● **Task item**:
In the forum reply about a small picture database, what does Anton Suchaneck say the pictures actually are?

● **Exercise passage**:
_ _ _ _ _
Re: Method/Program for small "database" with some pictures entries
From: Netocrat (netocrat_at_dodo.com.au)
Date: 05/30/05
- Previous message: genomega: "Re: Looking for the best (free) Linux distro (LiveCD or Install CD)"
- In reply to: Anton Suchaneck: "Re: Method/Program for small "database" with some pictures entries"
- Next in thread: Anton Suchaneck: "Re: Method/Program for small "database" with some pictures entries"
- Reply: Anton Suchaneck: "Re: Method/Program for small "database" with some pictures entries"
- Messages sorted by: [ date ] [ thread ] [ subject ] [ author ]
Date: Mon, 30 May 2005 12:03:39 GMT
Anton Suchaneck wrote:
> I want to write as little code as possible. That is not to save time, but
> because I believe that if a task is written with very few line, it can't
> take long to modify or improve it.
Makes sense.
>> a) how is/will my data be structured
> In this particular example each picture has a set of parameters.
> In some else I need to write to get my data sorted, I will have a set of
> properties which can be defined or undefined, e.g.:
>
> graph1.txt:
> prop_A 1 2883 "abc"
> prop_B 0
>
> graph2.txt:
> prop_B 1
> prop_C 8128
I notice that graph2 doesn't have prop_A and graph1 doesn't have prop_C, so
how different will the properties applicable to each graph be? How many
different properties do you envisage? Will you want to be able to easily
add different properties as time progresses?
>> b) how important is speed of query and storage?
> Not important. Simple self-made solutions should not exceed the computer's
> capacity.
>
>> c) what size is my database going to be?
> Rather small (in fact those picture are graphs from scientific papers)
I was thinking not so much in terms of image size but more of the number of
images and the amount of data associated with each image.
>> a reasonable option seems to be extended file attributes.
> Sounds pretty cool to me. I haven't heard of them before. Maybe I'll have
> a look soon.
> So can I store plain strings on files then?
Sure. There are some simple command line tools. Here is an example usage
on a file called graph1.gif in the current directory:
$ setfattr -n user.prop_A -v '1 2883 "abc"' graph1.gif
$ getfattr -n user.prop_A graph1.gif
# file: graph1.gif
user.prop_A="1 2883 \"abc\""
$ setfattr -x user.prop_A graph1.gif
$ getfattr -n user.prop_A graph1.gif
graph1.gif: user.prop_A: No such attribute
$ setfattr -n user.prop_B -v 0 graph1.gif
$ setfattr -n user.prop_A -v '1 2883 "abc"' graph1.gif
$ getfattr -d graph1.gif
# file: graph1.gif
user.prop_A="1 2883 \"abc\""
_ _ _ _ _
● **Stored data**:
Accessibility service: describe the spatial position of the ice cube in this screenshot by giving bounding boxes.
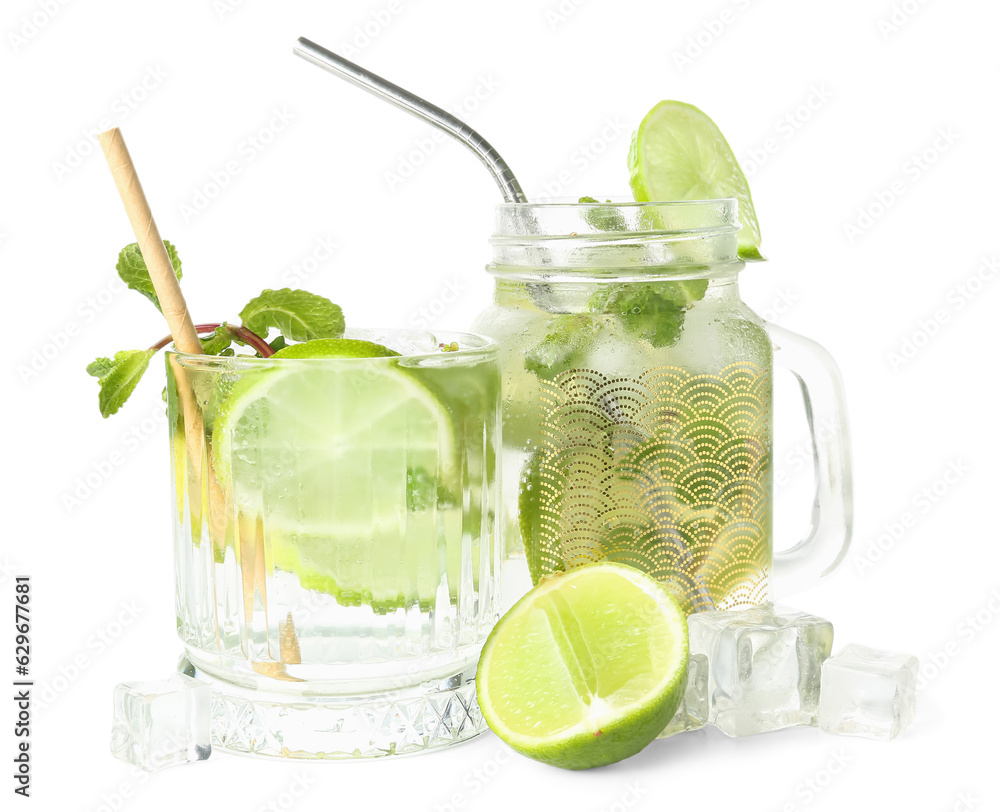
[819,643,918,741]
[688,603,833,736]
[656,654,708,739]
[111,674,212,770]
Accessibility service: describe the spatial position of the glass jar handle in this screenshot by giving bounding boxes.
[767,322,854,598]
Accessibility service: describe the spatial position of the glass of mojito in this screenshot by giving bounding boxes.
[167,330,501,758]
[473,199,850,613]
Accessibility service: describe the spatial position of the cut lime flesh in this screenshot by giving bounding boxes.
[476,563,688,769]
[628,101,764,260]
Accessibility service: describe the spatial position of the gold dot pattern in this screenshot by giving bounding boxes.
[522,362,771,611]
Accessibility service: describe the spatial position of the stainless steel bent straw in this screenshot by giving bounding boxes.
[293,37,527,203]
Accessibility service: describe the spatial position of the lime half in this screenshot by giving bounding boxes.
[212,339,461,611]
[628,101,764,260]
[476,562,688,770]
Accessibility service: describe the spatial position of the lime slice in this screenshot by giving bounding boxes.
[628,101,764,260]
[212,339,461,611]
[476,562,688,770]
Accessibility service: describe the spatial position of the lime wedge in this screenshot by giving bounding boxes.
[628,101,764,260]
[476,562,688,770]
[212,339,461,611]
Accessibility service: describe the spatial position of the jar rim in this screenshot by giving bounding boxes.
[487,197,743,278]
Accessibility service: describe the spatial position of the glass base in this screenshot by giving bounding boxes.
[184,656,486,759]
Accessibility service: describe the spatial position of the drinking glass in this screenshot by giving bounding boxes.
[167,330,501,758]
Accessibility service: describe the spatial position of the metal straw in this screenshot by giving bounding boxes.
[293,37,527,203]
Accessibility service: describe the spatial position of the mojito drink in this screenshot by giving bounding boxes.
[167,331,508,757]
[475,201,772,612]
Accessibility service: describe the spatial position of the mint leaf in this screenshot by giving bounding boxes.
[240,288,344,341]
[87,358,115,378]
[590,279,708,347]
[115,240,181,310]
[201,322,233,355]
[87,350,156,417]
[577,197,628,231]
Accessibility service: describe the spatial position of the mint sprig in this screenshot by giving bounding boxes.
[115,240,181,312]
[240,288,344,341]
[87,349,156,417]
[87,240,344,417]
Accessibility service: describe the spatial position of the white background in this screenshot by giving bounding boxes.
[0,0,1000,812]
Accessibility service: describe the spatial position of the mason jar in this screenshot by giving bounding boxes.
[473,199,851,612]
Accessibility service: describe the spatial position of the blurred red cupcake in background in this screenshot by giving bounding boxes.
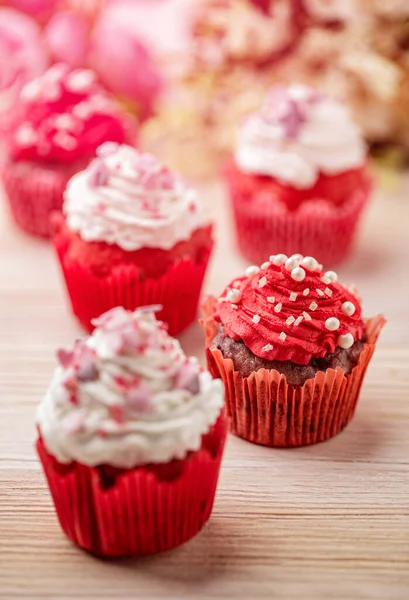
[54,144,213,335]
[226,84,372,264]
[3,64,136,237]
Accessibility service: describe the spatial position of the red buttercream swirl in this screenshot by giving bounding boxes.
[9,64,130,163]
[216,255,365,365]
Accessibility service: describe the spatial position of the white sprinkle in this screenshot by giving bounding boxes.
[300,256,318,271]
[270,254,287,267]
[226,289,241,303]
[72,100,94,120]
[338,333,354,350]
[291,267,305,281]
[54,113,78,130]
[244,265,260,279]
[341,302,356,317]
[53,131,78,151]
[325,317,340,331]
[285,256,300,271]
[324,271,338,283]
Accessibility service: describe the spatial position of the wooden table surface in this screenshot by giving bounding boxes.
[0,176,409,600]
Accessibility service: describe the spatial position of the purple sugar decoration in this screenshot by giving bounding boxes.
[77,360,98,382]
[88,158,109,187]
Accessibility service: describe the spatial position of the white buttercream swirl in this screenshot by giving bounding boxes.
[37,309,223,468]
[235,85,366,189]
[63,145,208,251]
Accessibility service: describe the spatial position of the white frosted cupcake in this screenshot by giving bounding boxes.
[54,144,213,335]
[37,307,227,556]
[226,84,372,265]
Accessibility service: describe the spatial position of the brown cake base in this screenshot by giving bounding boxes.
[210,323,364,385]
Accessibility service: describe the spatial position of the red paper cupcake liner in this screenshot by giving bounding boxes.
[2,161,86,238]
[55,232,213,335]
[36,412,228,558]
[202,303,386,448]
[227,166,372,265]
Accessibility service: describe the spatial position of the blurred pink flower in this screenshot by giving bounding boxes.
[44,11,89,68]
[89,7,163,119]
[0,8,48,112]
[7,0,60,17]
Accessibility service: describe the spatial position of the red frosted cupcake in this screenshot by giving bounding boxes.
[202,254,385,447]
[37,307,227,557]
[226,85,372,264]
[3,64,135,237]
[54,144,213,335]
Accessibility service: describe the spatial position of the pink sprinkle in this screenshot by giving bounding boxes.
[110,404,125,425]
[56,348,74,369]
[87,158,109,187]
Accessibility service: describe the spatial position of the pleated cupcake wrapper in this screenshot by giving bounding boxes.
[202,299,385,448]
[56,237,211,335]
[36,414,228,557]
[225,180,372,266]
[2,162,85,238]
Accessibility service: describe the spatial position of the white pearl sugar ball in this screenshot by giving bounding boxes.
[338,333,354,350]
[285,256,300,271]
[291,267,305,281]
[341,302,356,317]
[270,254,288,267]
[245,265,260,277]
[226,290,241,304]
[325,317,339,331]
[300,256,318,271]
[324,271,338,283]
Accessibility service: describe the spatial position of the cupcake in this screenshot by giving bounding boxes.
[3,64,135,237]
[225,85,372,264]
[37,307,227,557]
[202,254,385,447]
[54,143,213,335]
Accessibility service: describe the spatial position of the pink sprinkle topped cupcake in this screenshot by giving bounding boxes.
_ _ _ _ _
● **Solution to the exercise**:
Graphs from scientific papers.